» **Source excerpt**:

I decided to colourise it and as always proceeded to analyse the garments, place and time in order to decide what colours to use and be as historically accurate as possible.

At first sight you instantly assume it's a wedding portrait. After all the lady is wearing a light gown, a veil and even a bouquet of flowers, right? Wrong!!

This couple was married the previous year ( and 3 years later she eloped with a lover to New York!! After which the enraged husband found the lovers and tried to kill the other man... all very detailed in a news article which I also found because... well because who doesn't like a little drama...)

So if this is not a wedding photo, what is it?

During Victoria’s reign and indeed until 1957 in the UK, a select number of young ladies were presented at Court in Buckingham Palace at 4 stated periods every year – 2 before Easter and 2 after.

When the date of a presentation was announced, letters poured into the Lord Chamberlain, suggesting names of ladies for presentation. Everyone who had been presented before, was able to nominate another for presentation. But it wasn’t guaranteed that any name submitted was accepted. The list underwent careful scrutiny by both the Lord Chamberlain and the Queen, Her Majesty only receiving those who “wore the white flower of a blameless life.”

There were only three qualifications for admittance to the throne room:

The lady wishing to be presented should be of good moral and social character.

Presentation had to be made by someone who had already been presented.

The status of the actual presentee. The most obvious candidates, were the wives and daughters of the aristocracy, then came the ranks of those candidates whose presentation would be sealed by the action of kissing the Queen’s hand. These included the daughters and wives of the country gentry and Town gentry, of the clergy, of naval and military officers, of professional men such as physicians and barristers, of merchants, bankers and members of the Stock Exchange, and “persons engaged in commerce on a large scale.”

Summonses were sent out three weeks in advance, allowing ample time for the excited debutante or newly married lady such as the lady in the photo, to practice the complicated court curtsy and order the regulated costume demanded for presentation, as laid out, via the Lord Chamberlain’s Office, in Lady Colin Campbell’s Manners and Rules of Good Society, 1911 edition:

King Edward and Queen Alexandra

Full Court Dress: low bodice, short sleeves, and train to dress not less than three yards in length from the shoulders. Whether the train is cut round or square is a matter of inclination or fashion. The width at the end should be 54 inches. It is also imperative that a presentation dress should be white if the person presented be an unmarried lady and it is also the fashion for married ladies to wear white on their presentation unless their age rendered their doing so unsuitable The white dresses worn by either debutante or married ladies may be trimmed with either coloured or white flowers according to individual taste.

» **Given exercise**:
Continue the passage on Court presentation dress from the point where it stops, keeping its voice and subject.

» **Data entries**:
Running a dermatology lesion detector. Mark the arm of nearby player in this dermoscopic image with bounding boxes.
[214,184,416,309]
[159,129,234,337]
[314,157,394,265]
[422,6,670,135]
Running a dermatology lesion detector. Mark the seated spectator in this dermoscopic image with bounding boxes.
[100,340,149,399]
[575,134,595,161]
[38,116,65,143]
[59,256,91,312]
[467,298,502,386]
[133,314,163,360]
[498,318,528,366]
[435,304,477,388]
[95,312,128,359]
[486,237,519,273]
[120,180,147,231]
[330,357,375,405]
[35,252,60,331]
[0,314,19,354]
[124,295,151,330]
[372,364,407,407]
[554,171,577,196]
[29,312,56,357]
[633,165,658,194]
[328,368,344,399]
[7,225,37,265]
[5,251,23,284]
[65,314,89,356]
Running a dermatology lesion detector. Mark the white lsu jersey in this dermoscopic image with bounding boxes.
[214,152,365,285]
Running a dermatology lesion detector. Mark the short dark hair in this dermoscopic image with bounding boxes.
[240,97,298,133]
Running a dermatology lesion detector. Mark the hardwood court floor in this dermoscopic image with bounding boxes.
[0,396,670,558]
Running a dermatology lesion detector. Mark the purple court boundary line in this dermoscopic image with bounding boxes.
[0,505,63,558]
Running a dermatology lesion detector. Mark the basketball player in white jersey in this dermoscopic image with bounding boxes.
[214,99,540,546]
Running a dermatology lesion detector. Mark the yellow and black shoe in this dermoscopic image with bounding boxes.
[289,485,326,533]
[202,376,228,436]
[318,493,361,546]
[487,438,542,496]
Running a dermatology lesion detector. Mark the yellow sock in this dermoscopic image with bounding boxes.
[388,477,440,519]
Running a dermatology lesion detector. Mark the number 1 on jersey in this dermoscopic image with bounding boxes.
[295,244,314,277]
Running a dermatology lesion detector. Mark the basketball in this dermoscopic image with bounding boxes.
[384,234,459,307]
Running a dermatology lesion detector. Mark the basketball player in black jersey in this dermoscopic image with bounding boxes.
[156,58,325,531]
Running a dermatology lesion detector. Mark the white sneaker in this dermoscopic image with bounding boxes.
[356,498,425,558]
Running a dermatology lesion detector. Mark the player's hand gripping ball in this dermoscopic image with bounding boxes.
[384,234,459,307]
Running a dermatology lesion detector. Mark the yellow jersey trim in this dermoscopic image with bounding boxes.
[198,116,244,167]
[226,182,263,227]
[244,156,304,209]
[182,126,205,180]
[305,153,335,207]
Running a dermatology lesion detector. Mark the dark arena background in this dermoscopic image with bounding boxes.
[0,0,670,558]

» **Answer for the task**:
So how can one tell it's not a bride but a lady being presented?

The answer is on the feathers! It was compulsory for both Married and Unmarried Ladies to Wear Plumes.

The married lady’s Court plume consisted of three white feathers. An unmarried lady’s of two white feathers. Coloured feathers may not be worn. In deep mourning, white feathers must be worn, black feathers are inadmissible. If you pay close attention to the back of the lady's head dress you will spot the feathers! So there is your evidence!

White veils or lace lappets must be worn with the feathers. The veils should not be longer than 45 inches.

Bouquets are not included in the dress regulations issued by the Lord Chamberlain although they are invariably carried by both married and unmarried ladies. A fan and a lace pocket handkerchief are also carried by a lady on presentation or on attending a Court but these two items are also altogether optional.

So now you can go back to any mysterious "bride" photos you may have encountered in your family collection and who knows, perhaps you will find it is not a bride after all!

in the photo

The original photo

Sir Morgan George Crofton, 6th Bt., of Mohill (1879-1958); 2nd Life Guard; served in S. Africa 1899-1902 (severely wounded at the relief of Ladysmith), 1914-18 War (DSO) and in 1939-45 War and his first wife Lady Crofton, née Frances Margaret Irby (d. 1950); only daughter of Lt.-Col. Leonard Howard Lloyd Irby; m. (1905)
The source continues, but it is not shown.